## TASK DIRECTIONS
In full and unchanged, output the entries that follow.
--- EXCERPTED DATA Enclosed Below ---
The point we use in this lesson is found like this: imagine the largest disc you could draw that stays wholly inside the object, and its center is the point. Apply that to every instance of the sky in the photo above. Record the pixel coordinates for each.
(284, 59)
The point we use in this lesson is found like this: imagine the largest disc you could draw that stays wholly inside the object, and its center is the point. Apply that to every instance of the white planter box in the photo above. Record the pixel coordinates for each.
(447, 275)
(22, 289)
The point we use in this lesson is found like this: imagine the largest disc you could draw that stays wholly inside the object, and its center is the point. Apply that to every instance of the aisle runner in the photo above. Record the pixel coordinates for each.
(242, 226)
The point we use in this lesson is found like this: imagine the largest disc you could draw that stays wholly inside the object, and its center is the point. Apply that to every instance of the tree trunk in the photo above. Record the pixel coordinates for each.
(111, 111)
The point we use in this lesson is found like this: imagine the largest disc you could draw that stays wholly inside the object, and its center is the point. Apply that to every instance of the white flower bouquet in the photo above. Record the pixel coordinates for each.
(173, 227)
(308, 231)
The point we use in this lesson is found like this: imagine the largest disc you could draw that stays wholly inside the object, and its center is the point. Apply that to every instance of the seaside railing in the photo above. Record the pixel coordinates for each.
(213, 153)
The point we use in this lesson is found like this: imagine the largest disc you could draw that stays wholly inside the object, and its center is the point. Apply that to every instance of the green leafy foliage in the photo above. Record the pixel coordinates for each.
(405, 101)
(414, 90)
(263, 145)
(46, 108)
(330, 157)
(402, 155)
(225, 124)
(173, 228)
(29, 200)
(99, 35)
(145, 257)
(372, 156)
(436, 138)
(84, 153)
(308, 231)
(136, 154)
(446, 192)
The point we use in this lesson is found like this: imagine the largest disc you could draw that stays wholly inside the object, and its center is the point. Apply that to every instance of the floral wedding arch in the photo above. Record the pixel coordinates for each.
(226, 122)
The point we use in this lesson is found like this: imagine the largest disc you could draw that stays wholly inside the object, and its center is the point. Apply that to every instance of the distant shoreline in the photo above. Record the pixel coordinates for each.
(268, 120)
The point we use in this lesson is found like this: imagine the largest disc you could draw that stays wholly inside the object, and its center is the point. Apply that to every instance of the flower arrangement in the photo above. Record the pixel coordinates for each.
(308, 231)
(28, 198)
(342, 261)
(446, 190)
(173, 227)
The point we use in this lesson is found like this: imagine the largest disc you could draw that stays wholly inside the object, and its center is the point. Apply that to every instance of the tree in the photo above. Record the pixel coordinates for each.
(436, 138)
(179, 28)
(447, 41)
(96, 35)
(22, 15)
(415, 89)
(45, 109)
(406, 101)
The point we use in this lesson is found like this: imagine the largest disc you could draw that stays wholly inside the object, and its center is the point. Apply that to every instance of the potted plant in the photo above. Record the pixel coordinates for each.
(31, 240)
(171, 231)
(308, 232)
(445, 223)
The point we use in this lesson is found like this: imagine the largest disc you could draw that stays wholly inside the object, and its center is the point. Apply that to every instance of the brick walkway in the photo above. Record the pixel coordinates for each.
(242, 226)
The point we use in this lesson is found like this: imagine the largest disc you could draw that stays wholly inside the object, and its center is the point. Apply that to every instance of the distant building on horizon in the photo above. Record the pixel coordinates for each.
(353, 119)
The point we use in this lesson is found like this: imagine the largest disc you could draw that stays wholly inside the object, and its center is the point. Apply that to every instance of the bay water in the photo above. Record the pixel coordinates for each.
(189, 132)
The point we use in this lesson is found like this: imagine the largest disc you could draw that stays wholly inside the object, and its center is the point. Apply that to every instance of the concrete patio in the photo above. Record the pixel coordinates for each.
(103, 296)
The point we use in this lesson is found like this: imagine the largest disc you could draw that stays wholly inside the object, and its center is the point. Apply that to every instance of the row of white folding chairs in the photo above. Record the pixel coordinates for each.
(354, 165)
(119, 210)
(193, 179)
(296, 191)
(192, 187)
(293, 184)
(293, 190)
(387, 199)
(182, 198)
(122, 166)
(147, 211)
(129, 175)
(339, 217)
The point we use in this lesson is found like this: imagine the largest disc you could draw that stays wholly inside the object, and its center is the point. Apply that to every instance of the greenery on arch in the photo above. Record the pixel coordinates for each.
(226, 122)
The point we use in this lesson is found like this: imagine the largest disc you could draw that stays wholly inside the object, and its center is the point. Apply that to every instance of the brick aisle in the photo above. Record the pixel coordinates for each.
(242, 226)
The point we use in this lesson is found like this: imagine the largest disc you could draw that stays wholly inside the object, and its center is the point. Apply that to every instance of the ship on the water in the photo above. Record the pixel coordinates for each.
--- End of Enclosed EXCERPTED DATA ---
## SOLUTION
The point we use in this lesson is found like this: imagine the largest disc you could draw that stays wholly inside the object, and its center is the point. Apply that to every instance of the sky in the photo above. Record the pixel coordinates for each.
(284, 59)
The point we use in this lesson is found like this: imagine the largest disc you could draw that stays wholly inside the object, and its center is the point. Apply that to every instance of the white planter box in the photo above. Record the pixel coordinates for each.
(447, 275)
(22, 289)
The point we use in this lesson is found like this: imagine the largest disc you could draw that stays wholly inside the object, and its center is the point. Apply that to every instance of the aisle runner in the photo above. Record the pixel coordinates for each.
(242, 226)
The point we use in this lesson is found like this: imagine the largest disc you could draw that stays wholly inside the object, and its center is the point. Apply that to every instance of the tree trunk in the photo above. Record the pixel coordinates for each.
(111, 111)
The point we use in this lesson is found like this: imagine the largest disc you could draw that stays wholly inside the object, and its center is the point. Apply that to every instance of the white flower bouquet in the photo above. Record the pixel coordinates for each.
(173, 227)
(308, 231)
The point we use in this lesson is found like this: imagine the largest disc you could draw that stays wholly inside the object, and its center is the point. Apply that to every instance of the seaside railing in the photo above. Record the pixel coordinates for each.
(213, 153)
The point we use in this lesson is found like this: imagine the largest disc you could draw that stays wholly inside the object, and its center is the point. Apply that to every instance of the green leafy foliage in the photo above. Record the pixel coordinates for each.
(405, 101)
(414, 90)
(263, 145)
(46, 108)
(330, 157)
(402, 155)
(225, 124)
(173, 228)
(29, 200)
(99, 35)
(145, 257)
(372, 156)
(436, 138)
(84, 153)
(308, 231)
(136, 154)
(446, 192)
The point we use in this lesson is found like this: imagine the largest disc you could draw that stays wholly inside the object, and its center is the point. Apply that to every instance of the floral wedding arch in the photo above. Record the pixel coordinates for each.
(226, 122)
The point we use in this lesson is found like this: imagine the largest disc you could draw that stays wholly inside the object, and its center is the point. Apply that to every instance of the distant shoreline in the photo above. Record the pixel coordinates for each.
(268, 120)
The point we use in this lesson is found like this: imagine the largest disc you could draw that stays wholly inside the object, and its center is the point. Apply that to every instance of the flower arrangement in the photo above. Record the pixel coordinates for each.
(308, 231)
(28, 198)
(342, 261)
(446, 190)
(173, 227)
The point we use in this lesson is found like this: imagine the largest disc you could draw that stays wholly inside the object, and its center is the point. Apply that to every instance of the tree in the photo above. Record the pixel coordinates for each.
(436, 138)
(179, 28)
(447, 41)
(96, 35)
(22, 15)
(415, 89)
(45, 109)
(406, 101)
The point we use in this lesson is found like this: imagine the largest disc you could draw that stays wholly inside the object, and its center is the point. Apply that to every instance of the potted plant in the photo above. Record the pixel coordinates for each.
(31, 240)
(171, 231)
(308, 232)
(445, 223)
The point we use in this lesson is found like this: imagine the largest disc you could draw that stays wholly inside the object, and its center is the point. Apply that to every instance of the brick walkway in the photo above. Record the pixel coordinates for each.
(242, 226)
The point we use in this lesson is found like this: imagine the largest disc you could draw that stays wholly inside the object, and its center is the point. Apply that to every instance of the distant building on horizon in the photo above. Record the pixel coordinates for each.
(353, 119)
The point we use in this lesson is found like this: imagine the largest disc you could draw that stays wholly inside the object, and its center is the point. Apply that to every instance of the bay water in the photo above. Record the pixel coordinates for each.
(189, 132)
The point we use in this lesson is found like this: imagine the largest disc you could draw that stays wholly inside the object, and its center is the point. Apply that to every instance of the concrete patio in the photo above. Record the pixel coordinates for each.
(103, 296)
The point we use in this lesson is found like this: imagine the largest disc you could draw that stays wholly inside the object, and its center is the point. Apply that to every instance of the row of white folding chairs in the photo above. Record the pixel coordinates for each.
(354, 165)
(119, 210)
(193, 179)
(296, 191)
(192, 187)
(293, 184)
(293, 190)
(387, 199)
(182, 198)
(122, 166)
(147, 211)
(129, 175)
(339, 217)
The point we use in this lesson is found like this: imagine the largest disc you could draw that stays wholly inside the object, and its center is the point. Apply that to every instance of the greenery on arch in the photo above. Record the pixel coordinates for each.
(226, 122)
The point we use in this lesson is found like this: imagine the largest disc you could draw that stays wholly inside the object, and its center is the point. Apply that to every instance of the brick aisle in the photo above. Record the pixel coordinates for each.
(242, 226)
The point we use in this lesson is found like this: imagine the largest disc you could draw that stays wholly inside the object, and its center is the point. Apply that to every instance of the ship on the water in the photo above. Record the pixel coordinates for each.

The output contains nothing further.